> [TASK INPUTS]:
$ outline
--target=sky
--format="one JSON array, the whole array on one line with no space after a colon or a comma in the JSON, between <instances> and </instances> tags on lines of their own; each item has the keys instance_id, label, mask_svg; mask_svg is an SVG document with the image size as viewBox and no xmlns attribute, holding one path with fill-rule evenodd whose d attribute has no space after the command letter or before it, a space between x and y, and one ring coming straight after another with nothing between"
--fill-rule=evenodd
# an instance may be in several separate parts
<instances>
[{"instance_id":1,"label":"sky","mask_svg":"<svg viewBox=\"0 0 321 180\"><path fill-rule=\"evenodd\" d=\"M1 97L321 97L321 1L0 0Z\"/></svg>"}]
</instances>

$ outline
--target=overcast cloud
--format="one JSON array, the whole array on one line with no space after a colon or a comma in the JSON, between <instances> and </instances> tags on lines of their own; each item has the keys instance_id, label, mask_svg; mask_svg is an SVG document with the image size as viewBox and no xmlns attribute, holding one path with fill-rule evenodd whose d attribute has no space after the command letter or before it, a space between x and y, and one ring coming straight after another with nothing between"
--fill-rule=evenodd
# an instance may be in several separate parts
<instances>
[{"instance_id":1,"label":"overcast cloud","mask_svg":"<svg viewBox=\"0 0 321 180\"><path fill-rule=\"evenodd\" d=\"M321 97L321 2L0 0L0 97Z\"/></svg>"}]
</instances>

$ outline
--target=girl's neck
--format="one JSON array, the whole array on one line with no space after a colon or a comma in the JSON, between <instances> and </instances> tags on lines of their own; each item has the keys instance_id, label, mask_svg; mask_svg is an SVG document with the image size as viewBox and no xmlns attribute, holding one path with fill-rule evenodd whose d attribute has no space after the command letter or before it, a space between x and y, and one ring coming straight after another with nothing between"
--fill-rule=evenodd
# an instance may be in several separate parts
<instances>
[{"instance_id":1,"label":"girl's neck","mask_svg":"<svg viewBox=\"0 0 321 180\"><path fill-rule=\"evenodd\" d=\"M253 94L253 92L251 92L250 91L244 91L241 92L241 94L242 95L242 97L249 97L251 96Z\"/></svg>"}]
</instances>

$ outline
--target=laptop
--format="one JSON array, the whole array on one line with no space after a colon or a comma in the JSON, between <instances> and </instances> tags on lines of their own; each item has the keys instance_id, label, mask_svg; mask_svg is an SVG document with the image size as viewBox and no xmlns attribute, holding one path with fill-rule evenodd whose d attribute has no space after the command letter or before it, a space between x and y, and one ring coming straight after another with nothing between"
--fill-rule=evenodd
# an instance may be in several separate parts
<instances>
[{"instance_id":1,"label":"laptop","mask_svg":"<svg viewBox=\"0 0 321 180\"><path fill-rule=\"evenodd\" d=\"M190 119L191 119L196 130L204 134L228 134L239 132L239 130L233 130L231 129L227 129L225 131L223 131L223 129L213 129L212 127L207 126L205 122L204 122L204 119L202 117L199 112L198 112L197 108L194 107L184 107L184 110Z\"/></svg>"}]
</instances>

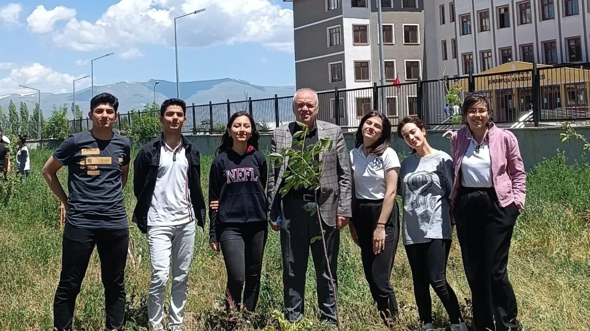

> [YOUR GOAL]: Gather every line of the listing above that contains the string "target".

> [EXPECTED ANSWER]:
--target=sky
--target=overcast cloud
--target=girl's neck
--target=laptop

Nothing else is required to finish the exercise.